TASK —
Report each line of the rows below that contains the string "handle". Case counts.

┌─ SUPPLIED RECORDS

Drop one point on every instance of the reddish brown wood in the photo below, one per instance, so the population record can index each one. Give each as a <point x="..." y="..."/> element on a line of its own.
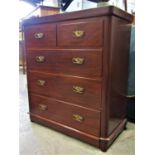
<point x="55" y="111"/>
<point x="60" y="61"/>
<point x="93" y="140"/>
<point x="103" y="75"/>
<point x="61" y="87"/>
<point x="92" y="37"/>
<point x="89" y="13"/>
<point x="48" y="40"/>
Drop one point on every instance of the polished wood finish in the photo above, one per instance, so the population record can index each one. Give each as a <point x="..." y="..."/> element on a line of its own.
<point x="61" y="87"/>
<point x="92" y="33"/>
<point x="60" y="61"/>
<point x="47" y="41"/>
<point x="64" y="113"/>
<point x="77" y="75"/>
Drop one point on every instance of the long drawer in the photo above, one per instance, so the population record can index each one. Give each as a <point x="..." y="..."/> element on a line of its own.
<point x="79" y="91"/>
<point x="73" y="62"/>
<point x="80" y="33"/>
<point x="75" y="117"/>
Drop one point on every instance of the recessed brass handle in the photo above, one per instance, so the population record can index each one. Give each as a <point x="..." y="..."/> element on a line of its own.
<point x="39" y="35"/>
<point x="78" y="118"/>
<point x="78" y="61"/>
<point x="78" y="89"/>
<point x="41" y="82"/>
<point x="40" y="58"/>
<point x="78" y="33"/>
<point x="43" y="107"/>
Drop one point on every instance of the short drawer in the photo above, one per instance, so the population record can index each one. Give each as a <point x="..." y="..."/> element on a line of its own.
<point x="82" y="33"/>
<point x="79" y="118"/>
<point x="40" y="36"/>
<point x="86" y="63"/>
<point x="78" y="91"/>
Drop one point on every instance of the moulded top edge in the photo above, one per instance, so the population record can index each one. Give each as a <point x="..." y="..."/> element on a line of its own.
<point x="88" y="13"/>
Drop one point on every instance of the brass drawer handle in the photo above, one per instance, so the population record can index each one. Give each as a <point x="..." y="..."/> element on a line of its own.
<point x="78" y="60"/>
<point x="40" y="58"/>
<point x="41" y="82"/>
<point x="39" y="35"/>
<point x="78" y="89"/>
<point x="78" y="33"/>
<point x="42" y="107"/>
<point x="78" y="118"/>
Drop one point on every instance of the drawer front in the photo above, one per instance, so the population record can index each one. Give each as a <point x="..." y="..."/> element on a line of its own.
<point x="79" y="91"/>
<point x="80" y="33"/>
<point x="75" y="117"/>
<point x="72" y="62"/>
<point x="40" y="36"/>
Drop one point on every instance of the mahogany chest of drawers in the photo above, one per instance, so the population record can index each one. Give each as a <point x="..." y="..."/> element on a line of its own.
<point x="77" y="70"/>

└─
┌─ SUPPLIED RECORDS

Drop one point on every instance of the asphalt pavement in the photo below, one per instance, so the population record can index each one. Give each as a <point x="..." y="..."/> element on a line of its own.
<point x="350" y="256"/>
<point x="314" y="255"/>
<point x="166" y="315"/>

└─
┌─ SUPPLIED RECORDS

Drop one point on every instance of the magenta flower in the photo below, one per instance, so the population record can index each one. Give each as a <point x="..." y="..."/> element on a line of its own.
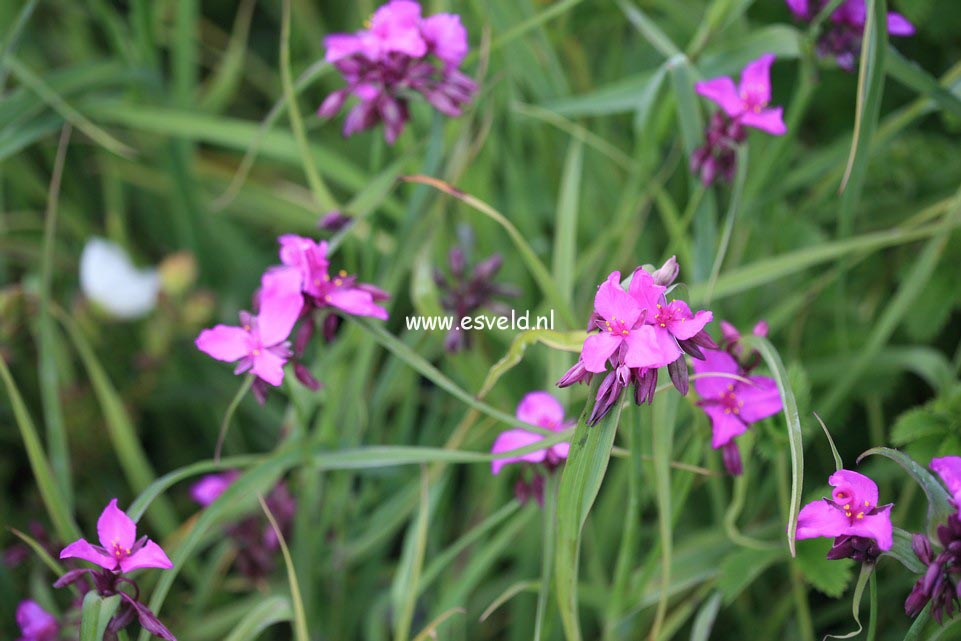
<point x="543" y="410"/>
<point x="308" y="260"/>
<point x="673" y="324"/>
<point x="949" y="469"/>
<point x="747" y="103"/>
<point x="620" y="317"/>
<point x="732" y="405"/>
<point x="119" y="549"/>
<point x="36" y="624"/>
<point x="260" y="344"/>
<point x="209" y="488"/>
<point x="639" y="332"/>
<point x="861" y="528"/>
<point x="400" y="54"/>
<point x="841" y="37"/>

└─

WORKED SOLUTION —
Drop one point on every instance of the recessed brass handle in the photo above, one per instance, so the population record can index each one. Give each as a <point x="..." y="..."/> element on a line of its own.
Drop one point on every instance of the brass drawer handle in the photo above, one per instance, so the population record can index each one. Give each as a <point x="..." y="..."/> element on a line of its own.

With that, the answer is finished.